### [LIST OF TASKS]
1. Using the hash table text, decide whether each statement below agrees with it: (a) with a constant maximum number C of keys, a table of O(C) bins gives expected constant collision when the hash function is good; (b) expected worst case is the same as average case; (c) in the balanced BST alternative, each comparison is an O(1) operation. Answer yes or no for each and quote the words of the text that decide it.
2. Write out a passage of the hash table text word for word, beginning at the words "Consider the alternative, e.g." and stopping after the words "this long answer.".

### [EXCERPTED TEXT]
* START *
However, this is NOT how/when you use hash table!
The complexity analysis assumes that for n-bit keys, you could have O(2^n) keys in the table (e.g. 1/4 of all possible keys). But most if not all of the time we use hash table, we only have a constant number of the n-bit keys in the table. If you only want a constant number of keys in the table, say C is your maximum number, then you could form a hash table of O(C) bins, that guarantees expected constant collision (with a good hash function); and a hash function using ~logC of the n bits in the key. Then every query is O(logC) = O(1). This is how people claim "hash table access is O(1)"/
There are a couple of catches here -- first, saying you don't need all the bits may only be a billing trick. First you cannot really pass the key value to the hash function, because that would be moving n bits in the memory which is O(n). So you need to do e.g. a reference passing. But you still need to store it somewhere already which was an O(n) operation; you just don't bill it to the hashing; you overall computation task cannot avoid this. Second, you do the hashing, find the bin, and found more than 1 keys; your cost depends on your resolution method -- if you do comparison based (BST or List), you will have O(n) operation (recall key is n-bit); if you do 2nd hash, well, you have the same issue if 2nd hash has collision. So O(1) is not 100% guaranteed unless you have no collision (you can improve the chance by having a table with more bins than keys, but still).
Consider the alternative, e.g. BST, in this case. there are C keys, so a balanced BST will be O(logC) in depth, so a search takes O(logC) steps. However the comparison in this case would be an O(n) operation ... so it appears hashing is a better choice in this case.
TL;DR: Hash tables guarantee O(1) expected worst case time if you pick your hash function uniformly at random from a universal family of hash functions. Expected worst case is not the same as average case.
Disclaimer: I don't formally prove hash tables are O(1), for that have a look at this video from coursera [1]. I also don't discuss the amortized aspects of hash tables. That is orthogonal to the discussion about hashing and collisions.
I see a surprisingly great deal of confusion around this topic in other answers and comments, and will try to rectify some of them in this long answer.
* END *
### [DATA PROVIDED]
* START *
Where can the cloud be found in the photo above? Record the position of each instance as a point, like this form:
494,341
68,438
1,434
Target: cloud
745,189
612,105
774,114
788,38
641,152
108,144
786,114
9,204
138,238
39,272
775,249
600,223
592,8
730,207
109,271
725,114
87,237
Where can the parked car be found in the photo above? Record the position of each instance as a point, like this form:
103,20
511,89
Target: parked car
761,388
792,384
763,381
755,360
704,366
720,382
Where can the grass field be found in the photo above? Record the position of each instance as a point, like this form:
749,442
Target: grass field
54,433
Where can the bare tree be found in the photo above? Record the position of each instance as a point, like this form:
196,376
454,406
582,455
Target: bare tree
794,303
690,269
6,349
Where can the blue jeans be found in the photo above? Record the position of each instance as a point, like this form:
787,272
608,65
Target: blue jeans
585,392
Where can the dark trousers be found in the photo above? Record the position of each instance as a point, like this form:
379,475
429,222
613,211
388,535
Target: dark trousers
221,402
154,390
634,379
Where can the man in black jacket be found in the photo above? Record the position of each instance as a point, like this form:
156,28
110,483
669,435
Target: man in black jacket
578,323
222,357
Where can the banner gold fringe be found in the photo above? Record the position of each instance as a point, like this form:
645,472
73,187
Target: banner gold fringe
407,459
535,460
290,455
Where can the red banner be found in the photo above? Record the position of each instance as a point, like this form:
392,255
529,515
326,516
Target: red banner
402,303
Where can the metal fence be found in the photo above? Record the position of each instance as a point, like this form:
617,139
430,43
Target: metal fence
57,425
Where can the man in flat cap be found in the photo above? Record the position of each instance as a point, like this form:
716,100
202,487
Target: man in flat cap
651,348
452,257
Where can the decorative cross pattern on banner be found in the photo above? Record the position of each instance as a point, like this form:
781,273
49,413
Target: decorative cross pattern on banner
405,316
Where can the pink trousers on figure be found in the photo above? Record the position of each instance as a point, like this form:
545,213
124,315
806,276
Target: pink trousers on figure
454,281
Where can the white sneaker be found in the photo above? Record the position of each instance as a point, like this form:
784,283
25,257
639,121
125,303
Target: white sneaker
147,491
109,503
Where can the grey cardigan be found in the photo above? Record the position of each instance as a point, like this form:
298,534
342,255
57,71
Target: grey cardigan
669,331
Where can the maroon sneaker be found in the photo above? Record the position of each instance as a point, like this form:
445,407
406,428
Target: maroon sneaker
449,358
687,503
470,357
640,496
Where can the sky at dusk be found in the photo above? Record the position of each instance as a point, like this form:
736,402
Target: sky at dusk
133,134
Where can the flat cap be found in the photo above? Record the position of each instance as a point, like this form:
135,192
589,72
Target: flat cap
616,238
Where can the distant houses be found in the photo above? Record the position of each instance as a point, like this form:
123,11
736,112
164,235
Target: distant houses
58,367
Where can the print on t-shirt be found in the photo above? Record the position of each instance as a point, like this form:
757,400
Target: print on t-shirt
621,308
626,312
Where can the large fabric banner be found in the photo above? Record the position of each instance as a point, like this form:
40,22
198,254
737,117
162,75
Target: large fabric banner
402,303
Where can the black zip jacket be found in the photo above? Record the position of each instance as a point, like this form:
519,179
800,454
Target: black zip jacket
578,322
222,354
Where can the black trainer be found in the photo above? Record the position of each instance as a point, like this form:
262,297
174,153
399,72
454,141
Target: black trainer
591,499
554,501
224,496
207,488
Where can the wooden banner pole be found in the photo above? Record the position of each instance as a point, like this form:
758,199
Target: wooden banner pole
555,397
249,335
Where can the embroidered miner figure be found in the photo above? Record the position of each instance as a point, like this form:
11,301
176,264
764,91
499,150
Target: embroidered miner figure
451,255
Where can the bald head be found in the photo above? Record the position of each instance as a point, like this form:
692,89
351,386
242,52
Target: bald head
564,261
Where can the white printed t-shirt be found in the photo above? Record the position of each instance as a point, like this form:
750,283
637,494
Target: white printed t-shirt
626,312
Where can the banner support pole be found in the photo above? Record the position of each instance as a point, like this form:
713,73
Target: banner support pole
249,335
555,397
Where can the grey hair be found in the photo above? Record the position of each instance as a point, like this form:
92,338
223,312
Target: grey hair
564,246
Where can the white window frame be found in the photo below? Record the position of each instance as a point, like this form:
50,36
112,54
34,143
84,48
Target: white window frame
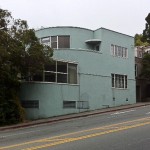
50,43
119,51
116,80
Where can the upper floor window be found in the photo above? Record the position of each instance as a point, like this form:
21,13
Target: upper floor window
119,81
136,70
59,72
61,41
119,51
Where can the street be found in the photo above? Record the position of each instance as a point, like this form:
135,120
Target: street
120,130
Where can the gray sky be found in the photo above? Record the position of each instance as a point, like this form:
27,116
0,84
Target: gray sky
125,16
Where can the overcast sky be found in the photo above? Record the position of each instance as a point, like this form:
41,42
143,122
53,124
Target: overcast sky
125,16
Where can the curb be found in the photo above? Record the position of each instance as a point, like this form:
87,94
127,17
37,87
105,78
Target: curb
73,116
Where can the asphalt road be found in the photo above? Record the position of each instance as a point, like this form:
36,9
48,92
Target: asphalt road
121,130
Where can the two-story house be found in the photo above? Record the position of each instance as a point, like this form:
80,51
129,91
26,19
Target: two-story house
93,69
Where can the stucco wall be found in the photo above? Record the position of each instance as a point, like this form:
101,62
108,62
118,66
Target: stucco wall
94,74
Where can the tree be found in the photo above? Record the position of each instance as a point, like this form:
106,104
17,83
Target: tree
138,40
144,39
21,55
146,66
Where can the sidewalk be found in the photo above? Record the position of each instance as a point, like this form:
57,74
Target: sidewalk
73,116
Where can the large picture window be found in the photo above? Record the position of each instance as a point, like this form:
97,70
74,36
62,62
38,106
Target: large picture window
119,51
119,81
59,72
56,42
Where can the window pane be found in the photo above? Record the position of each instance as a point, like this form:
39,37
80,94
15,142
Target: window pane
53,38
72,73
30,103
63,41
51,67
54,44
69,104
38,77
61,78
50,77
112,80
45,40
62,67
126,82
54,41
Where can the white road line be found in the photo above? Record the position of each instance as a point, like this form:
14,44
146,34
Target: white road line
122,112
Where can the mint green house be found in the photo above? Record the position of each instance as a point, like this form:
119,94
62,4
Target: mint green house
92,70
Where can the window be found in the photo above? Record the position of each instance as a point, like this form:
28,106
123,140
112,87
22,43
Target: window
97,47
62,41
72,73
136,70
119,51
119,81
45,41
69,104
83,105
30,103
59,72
* END *
### [SOLUTIONS TO THE EXERCISE]
1.
(a) Yes: "then you could form a hash table of O(C) bins, that guarantees expected constant collision (with a good hash function)"
(b) No: "Expected worst case is not the same as average case."
(c) No: "However the comparison in this case would be an O(n) operation"

2.
Consider the alternative, e.g. BST, in this case. there are C keys, so a balanced BST will be O(logC) in depth, so a search takes O(logC) steps. However the comparison in this case would be an O(n) operation ... so it appears hashing is a better choice in this case.
TL;DR: Hash tables guarantee O(1) expected worst case time if you pick your hash function uniformly at random from a universal family of hash functions. Expected worst case is not the same as average case.
Disclaimer: I don't formally prove hash tables are O(1), for that have a look at this video from coursera [1]. I also don't discuss the amortized aspects of hash tables. That is orthogonal to the discussion about hashing and collisions.
I see a surprisingly great deal of confusion around this topic in other answers and comments, and will try to rectify some of them in this long answer.